INFORMATION: Begin

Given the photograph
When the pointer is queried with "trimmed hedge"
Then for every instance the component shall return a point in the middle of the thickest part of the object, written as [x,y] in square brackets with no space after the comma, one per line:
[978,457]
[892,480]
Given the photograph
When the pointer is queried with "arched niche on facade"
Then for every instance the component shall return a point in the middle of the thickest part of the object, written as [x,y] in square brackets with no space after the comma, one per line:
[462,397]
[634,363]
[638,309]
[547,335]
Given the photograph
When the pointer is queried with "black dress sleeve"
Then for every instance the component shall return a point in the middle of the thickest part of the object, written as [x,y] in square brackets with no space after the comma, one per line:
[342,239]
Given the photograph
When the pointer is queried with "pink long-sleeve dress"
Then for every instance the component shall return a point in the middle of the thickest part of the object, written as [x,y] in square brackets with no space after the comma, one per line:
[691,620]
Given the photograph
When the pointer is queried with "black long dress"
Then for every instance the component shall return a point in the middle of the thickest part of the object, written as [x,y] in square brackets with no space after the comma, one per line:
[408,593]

INFORMATION: End

WHAT THE TASK REQUIRES: The count of lines above that contain "long" is all that should be given.

SOLUTION TO THIS TASK: 2